Apa
jadinya jika surga hanya seharga poligami? Barangkali para wanita akan
berbondong-bondong bersedia dipoligami, sementara para pria bersorak
kegirangan. Meskipun tidak enak-enak banget atau tidak enak sama sekali, tetapi
kalau tiket surga hanya poligami, ya kenapa tidak? Tidak perlu susah-susah
melakukan ibadah lain, tidak perlu takut dosa, tidak perlu mampir dulu ke
neraka, bahkan tidak perlu mencicipi siksaan-siksaan dulu. Dosa kita langsung
nol. Otomatis. Poligami mah jadi keciiil. Enteng.
Memang
ada yang bilang begitu? Ada. Tidak persis sih, tetapi ada dan tidak cuma
seorang. Banyak. Saya sering menjumpainya. Beberapa pria begitu berlebihan
dalam menyikapi poligami atau tepatnya berusaha mencuci otak (brainwashing)
atau memanipulasi dengan ujaran-ujaran tentang itu. Mereka bilang, “Wih, calon
penghuni surga, nih,” atau “Masya Allah, wanita salihah,” atau perkataan
serupa, “Hanya wanita yang ikhlas yang mau dipoligami.”

**Tujuan Tugas:**
• a. Dalam teks tentang poligami dan surga, apa yang menurut sebagian pria hanya dilakukan oleh wanita yang ikhlas?
• b. Ringkas teks tentang poligami dan surga dalam dua kalimat.
• c. Tolong teruskan teks tentang poligami dan surga, mulai setelah kalimat terakhirnya.

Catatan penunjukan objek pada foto
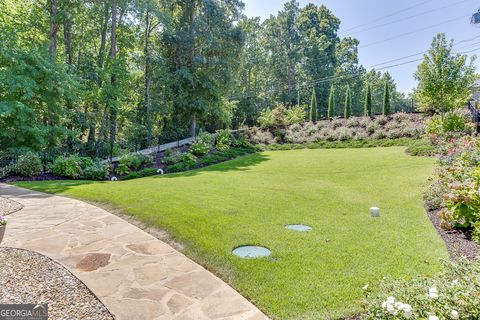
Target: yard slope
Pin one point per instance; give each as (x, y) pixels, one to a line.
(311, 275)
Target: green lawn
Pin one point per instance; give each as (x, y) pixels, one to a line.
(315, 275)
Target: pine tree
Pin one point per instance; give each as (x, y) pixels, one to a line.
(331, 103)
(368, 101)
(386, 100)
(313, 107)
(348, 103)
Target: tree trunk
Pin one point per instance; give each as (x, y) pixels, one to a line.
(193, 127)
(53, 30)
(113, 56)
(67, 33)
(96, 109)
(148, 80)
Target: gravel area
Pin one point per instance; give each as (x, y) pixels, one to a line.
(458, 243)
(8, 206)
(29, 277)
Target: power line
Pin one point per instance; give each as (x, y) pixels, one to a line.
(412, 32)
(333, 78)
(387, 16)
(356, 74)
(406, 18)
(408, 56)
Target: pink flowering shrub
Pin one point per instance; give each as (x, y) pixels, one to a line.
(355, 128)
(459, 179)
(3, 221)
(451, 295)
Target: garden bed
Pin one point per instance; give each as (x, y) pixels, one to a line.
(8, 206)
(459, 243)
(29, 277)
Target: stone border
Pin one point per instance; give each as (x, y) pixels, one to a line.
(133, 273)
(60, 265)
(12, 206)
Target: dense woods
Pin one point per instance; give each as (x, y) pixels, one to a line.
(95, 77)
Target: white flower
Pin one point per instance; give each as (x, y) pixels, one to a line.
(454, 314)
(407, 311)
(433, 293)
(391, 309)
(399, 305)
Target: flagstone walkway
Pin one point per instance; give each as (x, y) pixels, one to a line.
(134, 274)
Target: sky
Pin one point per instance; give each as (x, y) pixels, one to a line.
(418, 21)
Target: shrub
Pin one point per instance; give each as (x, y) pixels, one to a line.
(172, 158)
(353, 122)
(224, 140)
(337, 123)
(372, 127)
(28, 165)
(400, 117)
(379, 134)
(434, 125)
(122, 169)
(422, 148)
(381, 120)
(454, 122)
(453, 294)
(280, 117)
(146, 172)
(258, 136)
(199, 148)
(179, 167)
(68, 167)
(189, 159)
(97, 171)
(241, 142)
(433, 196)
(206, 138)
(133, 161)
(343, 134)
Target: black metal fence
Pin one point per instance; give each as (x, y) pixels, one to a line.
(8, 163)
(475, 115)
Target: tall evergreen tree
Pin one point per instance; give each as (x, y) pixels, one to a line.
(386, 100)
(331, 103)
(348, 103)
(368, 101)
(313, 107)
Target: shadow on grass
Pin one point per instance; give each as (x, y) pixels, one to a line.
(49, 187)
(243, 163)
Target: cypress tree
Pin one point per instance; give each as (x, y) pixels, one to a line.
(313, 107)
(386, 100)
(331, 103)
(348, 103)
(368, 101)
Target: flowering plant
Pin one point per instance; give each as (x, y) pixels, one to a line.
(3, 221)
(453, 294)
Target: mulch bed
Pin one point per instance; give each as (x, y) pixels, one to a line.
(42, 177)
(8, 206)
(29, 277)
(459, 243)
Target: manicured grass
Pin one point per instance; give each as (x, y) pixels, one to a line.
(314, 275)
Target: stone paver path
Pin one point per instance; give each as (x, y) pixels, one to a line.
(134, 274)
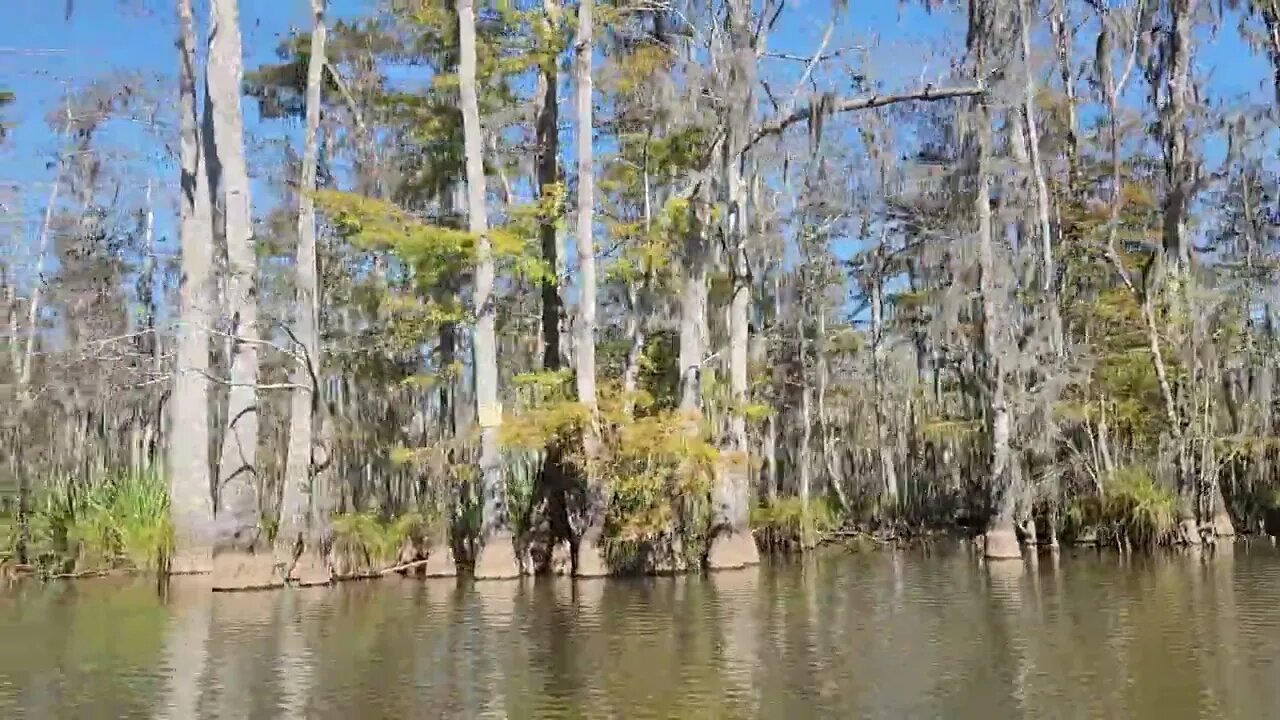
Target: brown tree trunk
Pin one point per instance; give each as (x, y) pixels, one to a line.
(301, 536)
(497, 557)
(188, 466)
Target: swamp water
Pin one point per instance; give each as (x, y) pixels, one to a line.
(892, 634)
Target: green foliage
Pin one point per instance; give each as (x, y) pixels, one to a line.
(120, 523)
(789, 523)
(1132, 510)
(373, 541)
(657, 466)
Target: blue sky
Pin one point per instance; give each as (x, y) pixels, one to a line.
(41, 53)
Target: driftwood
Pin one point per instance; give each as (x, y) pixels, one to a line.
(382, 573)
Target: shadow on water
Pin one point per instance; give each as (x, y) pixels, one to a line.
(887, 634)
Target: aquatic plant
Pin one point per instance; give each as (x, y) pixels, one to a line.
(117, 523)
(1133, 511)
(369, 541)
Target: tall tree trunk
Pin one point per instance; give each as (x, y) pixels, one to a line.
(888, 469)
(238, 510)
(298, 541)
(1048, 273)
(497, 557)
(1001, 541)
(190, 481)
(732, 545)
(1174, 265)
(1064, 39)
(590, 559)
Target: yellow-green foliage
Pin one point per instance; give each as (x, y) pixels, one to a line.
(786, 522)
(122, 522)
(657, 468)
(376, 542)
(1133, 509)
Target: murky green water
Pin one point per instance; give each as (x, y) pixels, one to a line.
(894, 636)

**Soal Terjawab:**
• a. Mau dipoligami.

• b. Teks ini membayangkan bahwa jika surga hanya seharga poligami, banyak wanita akan bersedia dipoligami dan para pria bersorak, karena dosa langsung nol tanpa perlu ibadah lain atau siksaan neraka. Penulis mengaku sering menjumpai pria yang berlebihan menyikapi poligami dan berusaha mencuci otak atau memanipulasi dengan ujaran seperti "calon penghuni surga" dan "wanita salihah".

• c.
Tiba-tiba
saja tiket surga, kesalihan, dan keikhlasan mengalami penurunan dan penyempitan
makna menjadi tentang poligami saja. Asal wanita mau dipoligami berarti dia
salihah, berarti dia ikhlas karena mau berbagi suami, dan pasti masuk surga.
Begitu saja. Simple, bukan?
Ck...ck...ck...,
sungguh kelewatan. Terlepas dari hukum poligami sendiri yang masih menjadi
perdebatan/mengandung perbedaan pendapat di kalangan para ulama, saya pikir
tindakan pria-pria tersebut berlebihan. Hanya karena mereka ingin
berpoligami atau mengikuti pendapat sebagian ulama yang mungkin mengatakan
hukum poligami adalah wajib, bukan berarti mereka bisa berbicara seenaknya.
Surga itu mahal dan hanya bisa digapai dengan rahmat Allah. Kemudian untuk
menggapai rahmat Allah tersebut kita berikhtiar untuk menjadi hamba-Nya yang
salih/salihah, melaksanakan kebajikan dan menjauhi dosa, dan sebagainya, bukan
tinggal bersedia dipoligami lantas otomatis salihah dan menjadi calon penghuni
surga.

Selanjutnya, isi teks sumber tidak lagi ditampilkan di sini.